* [What to do]
Copy the items from the start through the line holding "column 28, row 178", inclusive, changing "photo" to "picture" and keeping everything else the same. Leave the pictures out.

────

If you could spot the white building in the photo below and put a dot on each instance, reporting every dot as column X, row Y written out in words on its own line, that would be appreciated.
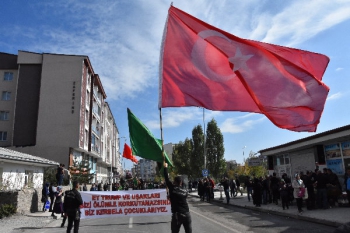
column 19, row 170
column 53, row 106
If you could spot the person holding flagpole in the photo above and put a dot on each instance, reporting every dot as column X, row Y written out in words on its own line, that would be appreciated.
column 179, row 206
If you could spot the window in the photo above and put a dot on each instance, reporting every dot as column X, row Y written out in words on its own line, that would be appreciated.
column 6, row 95
column 283, row 159
column 3, row 135
column 4, row 115
column 8, row 76
column 28, row 178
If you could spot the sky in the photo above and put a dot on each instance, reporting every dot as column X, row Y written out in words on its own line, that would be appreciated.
column 122, row 39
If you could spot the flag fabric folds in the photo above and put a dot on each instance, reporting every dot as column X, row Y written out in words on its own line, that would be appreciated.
column 143, row 143
column 127, row 153
column 207, row 67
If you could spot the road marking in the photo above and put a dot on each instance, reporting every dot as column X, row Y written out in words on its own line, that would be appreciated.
column 130, row 222
column 233, row 230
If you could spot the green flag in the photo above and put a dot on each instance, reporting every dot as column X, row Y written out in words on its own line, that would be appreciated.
column 143, row 143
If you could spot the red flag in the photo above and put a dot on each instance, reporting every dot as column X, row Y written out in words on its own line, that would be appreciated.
column 134, row 159
column 127, row 153
column 204, row 66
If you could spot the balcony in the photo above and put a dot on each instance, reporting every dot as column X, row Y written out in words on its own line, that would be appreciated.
column 95, row 148
column 95, row 130
column 96, row 97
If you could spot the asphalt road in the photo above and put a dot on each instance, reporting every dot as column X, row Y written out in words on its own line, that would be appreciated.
column 206, row 217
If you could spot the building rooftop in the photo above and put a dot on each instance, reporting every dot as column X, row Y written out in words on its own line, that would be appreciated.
column 8, row 155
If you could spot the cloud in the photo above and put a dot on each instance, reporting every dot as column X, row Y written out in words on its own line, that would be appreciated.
column 240, row 124
column 175, row 117
column 123, row 38
column 302, row 20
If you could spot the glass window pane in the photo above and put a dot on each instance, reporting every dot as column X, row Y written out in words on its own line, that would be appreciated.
column 8, row 76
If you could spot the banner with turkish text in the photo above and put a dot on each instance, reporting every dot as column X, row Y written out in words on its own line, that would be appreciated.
column 98, row 204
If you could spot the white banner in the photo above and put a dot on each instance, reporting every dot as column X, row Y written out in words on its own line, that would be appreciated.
column 98, row 204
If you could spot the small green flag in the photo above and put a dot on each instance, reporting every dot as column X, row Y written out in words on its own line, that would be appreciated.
column 143, row 143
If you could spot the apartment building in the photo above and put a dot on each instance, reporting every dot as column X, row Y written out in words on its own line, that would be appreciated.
column 53, row 106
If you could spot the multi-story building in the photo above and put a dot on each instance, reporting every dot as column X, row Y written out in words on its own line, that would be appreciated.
column 53, row 106
column 146, row 169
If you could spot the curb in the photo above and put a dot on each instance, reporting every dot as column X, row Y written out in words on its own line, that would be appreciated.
column 295, row 216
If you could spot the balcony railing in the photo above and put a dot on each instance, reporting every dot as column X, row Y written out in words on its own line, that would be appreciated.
column 95, row 130
column 95, row 148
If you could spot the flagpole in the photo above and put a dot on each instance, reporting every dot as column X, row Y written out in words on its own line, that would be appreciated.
column 205, row 150
column 161, row 132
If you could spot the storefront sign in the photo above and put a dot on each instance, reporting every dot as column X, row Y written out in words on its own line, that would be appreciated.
column 336, row 166
column 332, row 151
column 345, row 146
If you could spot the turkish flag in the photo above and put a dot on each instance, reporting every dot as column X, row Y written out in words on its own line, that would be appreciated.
column 127, row 153
column 207, row 67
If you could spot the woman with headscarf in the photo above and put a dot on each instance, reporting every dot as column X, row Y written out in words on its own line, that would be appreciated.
column 299, row 191
column 45, row 194
column 58, row 207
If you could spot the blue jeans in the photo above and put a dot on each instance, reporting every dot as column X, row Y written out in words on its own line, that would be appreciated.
column 322, row 198
column 264, row 197
column 227, row 193
column 249, row 192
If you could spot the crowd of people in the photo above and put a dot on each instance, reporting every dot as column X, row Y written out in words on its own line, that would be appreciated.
column 318, row 189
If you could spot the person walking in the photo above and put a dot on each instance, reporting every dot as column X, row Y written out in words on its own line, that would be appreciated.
column 249, row 186
column 347, row 184
column 72, row 203
column 200, row 190
column 274, row 184
column 233, row 188
column 238, row 186
column 179, row 206
column 299, row 191
column 45, row 194
column 226, row 185
column 59, row 174
column 58, row 208
column 52, row 190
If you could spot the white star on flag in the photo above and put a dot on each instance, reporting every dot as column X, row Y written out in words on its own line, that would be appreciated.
column 239, row 60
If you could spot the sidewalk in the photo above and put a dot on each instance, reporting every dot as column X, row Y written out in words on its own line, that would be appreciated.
column 333, row 217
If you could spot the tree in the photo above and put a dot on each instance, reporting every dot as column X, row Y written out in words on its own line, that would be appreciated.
column 197, row 157
column 215, row 150
column 81, row 171
column 181, row 157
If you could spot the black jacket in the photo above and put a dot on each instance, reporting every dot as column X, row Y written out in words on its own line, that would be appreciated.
column 72, row 202
column 178, row 196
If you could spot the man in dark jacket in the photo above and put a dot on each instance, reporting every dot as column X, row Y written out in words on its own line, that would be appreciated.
column 226, row 185
column 52, row 193
column 179, row 207
column 72, row 208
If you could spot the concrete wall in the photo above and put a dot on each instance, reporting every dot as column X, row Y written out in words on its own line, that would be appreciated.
column 14, row 177
column 10, row 86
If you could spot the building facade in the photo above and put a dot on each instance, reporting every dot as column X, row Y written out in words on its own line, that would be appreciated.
column 19, row 171
column 53, row 106
column 330, row 149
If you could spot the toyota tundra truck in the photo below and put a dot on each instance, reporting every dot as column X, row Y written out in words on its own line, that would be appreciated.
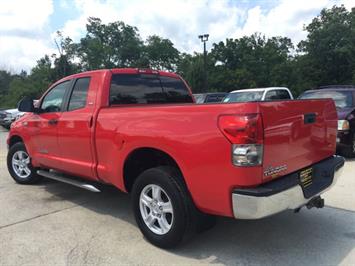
column 183, row 163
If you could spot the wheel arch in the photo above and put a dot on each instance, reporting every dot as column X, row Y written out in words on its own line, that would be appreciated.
column 141, row 159
column 15, row 139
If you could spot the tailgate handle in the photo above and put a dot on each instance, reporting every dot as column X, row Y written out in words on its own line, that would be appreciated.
column 309, row 118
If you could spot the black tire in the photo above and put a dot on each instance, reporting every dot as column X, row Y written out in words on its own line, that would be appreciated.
column 32, row 178
column 349, row 152
column 187, row 218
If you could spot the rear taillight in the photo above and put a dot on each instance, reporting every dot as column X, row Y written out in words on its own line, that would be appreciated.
column 245, row 132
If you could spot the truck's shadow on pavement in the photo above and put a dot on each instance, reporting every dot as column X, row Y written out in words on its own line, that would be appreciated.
column 323, row 236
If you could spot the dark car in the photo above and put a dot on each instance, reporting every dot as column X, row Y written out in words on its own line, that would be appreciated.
column 213, row 97
column 344, row 98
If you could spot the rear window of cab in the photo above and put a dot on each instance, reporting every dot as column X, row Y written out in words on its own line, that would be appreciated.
column 147, row 89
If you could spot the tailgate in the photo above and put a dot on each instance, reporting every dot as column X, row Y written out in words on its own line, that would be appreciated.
column 297, row 134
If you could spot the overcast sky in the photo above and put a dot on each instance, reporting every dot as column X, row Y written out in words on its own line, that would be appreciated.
column 27, row 27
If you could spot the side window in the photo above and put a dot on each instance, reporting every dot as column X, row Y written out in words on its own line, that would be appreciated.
column 52, row 102
column 283, row 95
column 271, row 95
column 147, row 89
column 79, row 94
column 175, row 90
column 132, row 89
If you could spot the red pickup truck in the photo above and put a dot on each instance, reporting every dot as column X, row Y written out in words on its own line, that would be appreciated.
column 141, row 131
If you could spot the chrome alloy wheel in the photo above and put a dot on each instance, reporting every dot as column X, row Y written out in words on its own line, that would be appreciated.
column 20, row 164
column 156, row 209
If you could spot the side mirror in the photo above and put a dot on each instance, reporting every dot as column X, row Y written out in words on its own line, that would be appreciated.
column 26, row 105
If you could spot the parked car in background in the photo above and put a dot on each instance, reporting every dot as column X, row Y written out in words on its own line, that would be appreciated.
column 259, row 94
column 214, row 97
column 344, row 98
column 8, row 116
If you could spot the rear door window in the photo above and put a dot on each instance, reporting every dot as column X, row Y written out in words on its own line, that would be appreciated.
column 79, row 94
column 147, row 89
column 271, row 95
column 52, row 101
column 283, row 95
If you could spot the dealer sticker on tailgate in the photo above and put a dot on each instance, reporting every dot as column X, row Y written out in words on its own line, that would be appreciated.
column 306, row 177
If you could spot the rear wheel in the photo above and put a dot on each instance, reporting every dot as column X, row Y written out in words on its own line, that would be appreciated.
column 19, row 165
column 163, row 208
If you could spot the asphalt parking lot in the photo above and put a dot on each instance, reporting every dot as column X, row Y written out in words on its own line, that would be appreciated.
column 56, row 224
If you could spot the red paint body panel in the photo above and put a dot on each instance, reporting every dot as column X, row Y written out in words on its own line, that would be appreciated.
column 189, row 133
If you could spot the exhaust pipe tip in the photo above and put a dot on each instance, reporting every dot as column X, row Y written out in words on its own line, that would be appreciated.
column 316, row 202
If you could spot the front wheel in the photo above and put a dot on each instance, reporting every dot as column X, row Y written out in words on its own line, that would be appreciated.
column 19, row 165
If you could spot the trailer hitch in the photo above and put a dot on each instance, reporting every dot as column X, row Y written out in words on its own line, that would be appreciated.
column 316, row 202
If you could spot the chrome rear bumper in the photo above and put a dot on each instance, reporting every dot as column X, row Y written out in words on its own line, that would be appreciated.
column 256, row 207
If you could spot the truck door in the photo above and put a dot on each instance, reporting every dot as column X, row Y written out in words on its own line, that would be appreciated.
column 43, row 126
column 75, row 129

────

* [Expected output]
If you could spot the white building in the picture below and put a dot on each instance, reporting every dot as column X, row Y written out in words on its own line, that would be appreciated.
column 19, row 170
column 53, row 106
If you could spot the person holding flagpole in the picture above and put a dot on each instance, reporting every dot as column X, row Y written out in words on its own line, that would be appreciated.
column 179, row 206
If you could spot the window in the picture above and put a dot on each instance, reporting every dot as column X, row Y written out in words on its own line, that would be appreciated.
column 6, row 95
column 283, row 159
column 3, row 135
column 4, row 115
column 8, row 76
column 28, row 178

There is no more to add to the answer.